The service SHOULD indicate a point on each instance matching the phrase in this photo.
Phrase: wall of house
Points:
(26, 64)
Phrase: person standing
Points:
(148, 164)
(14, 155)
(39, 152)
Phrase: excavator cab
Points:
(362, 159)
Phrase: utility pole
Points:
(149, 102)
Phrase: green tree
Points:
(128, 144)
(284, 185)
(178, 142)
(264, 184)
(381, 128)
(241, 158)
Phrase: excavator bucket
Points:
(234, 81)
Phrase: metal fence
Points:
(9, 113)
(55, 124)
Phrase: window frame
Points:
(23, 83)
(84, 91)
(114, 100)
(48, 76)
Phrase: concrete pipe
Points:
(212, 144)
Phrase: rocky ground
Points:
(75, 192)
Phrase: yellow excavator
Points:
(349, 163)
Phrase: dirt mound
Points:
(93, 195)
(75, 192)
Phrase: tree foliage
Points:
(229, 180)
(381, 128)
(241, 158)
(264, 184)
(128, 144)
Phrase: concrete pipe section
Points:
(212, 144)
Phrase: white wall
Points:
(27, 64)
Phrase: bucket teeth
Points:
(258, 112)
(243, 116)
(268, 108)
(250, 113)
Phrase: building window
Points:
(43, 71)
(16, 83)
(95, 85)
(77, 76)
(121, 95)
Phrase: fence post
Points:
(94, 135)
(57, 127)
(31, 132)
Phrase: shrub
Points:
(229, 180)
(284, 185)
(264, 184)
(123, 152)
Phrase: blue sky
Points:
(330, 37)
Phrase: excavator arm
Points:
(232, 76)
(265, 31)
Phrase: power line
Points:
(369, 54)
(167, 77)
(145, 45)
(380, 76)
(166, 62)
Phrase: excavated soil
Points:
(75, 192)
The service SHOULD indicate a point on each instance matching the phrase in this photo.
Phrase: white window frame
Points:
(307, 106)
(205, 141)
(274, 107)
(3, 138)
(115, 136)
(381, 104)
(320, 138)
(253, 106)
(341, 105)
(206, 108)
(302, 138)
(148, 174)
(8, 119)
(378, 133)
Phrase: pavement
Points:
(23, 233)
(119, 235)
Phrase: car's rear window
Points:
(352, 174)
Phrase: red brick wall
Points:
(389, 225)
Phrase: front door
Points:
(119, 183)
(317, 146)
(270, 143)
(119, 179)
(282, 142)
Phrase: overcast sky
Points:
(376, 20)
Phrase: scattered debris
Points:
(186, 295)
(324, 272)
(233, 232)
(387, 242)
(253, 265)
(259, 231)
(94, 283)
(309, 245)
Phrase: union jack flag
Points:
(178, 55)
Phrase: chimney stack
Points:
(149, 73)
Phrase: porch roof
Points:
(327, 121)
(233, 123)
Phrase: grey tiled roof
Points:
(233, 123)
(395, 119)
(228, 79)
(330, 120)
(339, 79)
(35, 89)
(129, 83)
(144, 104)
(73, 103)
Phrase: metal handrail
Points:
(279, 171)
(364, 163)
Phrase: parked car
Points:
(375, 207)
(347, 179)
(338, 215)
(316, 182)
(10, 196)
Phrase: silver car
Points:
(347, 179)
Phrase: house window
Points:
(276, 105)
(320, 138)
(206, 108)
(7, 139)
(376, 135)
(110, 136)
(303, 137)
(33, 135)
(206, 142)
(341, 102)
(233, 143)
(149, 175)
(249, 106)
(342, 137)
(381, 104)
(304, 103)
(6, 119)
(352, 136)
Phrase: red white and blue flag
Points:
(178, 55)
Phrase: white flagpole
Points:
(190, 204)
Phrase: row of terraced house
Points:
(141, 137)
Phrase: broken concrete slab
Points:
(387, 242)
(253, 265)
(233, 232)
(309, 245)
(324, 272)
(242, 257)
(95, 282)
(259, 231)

- - - -

# Exercise details
What you retype should run from the first line of the entries above through the line containing "Phrase: grey tiled roof", exactly and in full.

# Result of the exercise
The service SHOULD indicate a point on each instance matching the phrase in this photo.
Phrase: wall of house
Points:
(26, 64)
Phrase: person standing
Points:
(148, 164)
(14, 155)
(39, 152)
Phrase: excavator cab
Points:
(362, 159)
Phrase: utility pole
Points:
(149, 102)
Phrase: green tree
Points:
(128, 144)
(284, 185)
(178, 142)
(264, 184)
(381, 128)
(241, 158)
Phrase: excavator bucket
Points:
(234, 81)
Phrase: metal fence
Points:
(9, 113)
(55, 124)
Phrase: window frame
Points:
(23, 83)
(84, 91)
(114, 100)
(48, 76)
Phrase: concrete pipe
Points:
(212, 144)
Phrase: rocky ground
Points:
(75, 192)
Phrase: yellow excavator
Points:
(349, 163)
Phrase: dirt mound
Points:
(93, 195)
(75, 192)
Phrase: tree foliage
Points:
(229, 180)
(381, 128)
(241, 158)
(264, 184)
(128, 144)
Phrase: concrete pipe section
Points:
(212, 144)
Phrase: white wall
Points:
(27, 64)
Phrase: bucket teeth
Points:
(258, 112)
(243, 116)
(268, 108)
(250, 113)
Phrase: building window
Points:
(43, 71)
(16, 83)
(95, 85)
(77, 76)
(121, 95)
Phrase: fence post
Points:
(94, 135)
(57, 127)
(31, 132)
Phrase: shrub
Points:
(229, 180)
(284, 185)
(264, 184)
(123, 152)
Phrase: blue sky
Points:
(330, 37)
Phrase: excavator arm
Points:
(232, 76)
(265, 31)
Phrase: power line
Points:
(369, 54)
(167, 77)
(145, 45)
(380, 76)
(166, 62)
Phrase: excavated soil
Points:
(75, 192)
The service SHOULD indicate a point on each instance matching the phrase in this photo.
Phrase: white window frame
Points:
(307, 106)
(205, 141)
(274, 107)
(3, 138)
(115, 136)
(381, 104)
(320, 138)
(253, 106)
(341, 105)
(206, 108)
(302, 138)
(148, 174)
(8, 119)
(378, 133)
Phrase: pavement
Points:
(23, 233)
(119, 235)
Phrase: car's rear window
Points:
(352, 174)
Phrase: red brick wall
Points:
(389, 225)
Phrase: front door
Points:
(119, 183)
(317, 146)
(270, 143)
(119, 179)
(282, 142)
Phrase: overcast sky
Points:
(376, 20)
Phrase: scattered debris
Points:
(186, 295)
(324, 272)
(233, 232)
(387, 242)
(253, 265)
(259, 231)
(94, 283)
(309, 245)
Phrase: union jack flag
Points:
(178, 55)
Phrase: chimney stack
Points:
(149, 73)
Phrase: porch roof
Points:
(327, 121)
(233, 123)
Phrase: grey tiled roof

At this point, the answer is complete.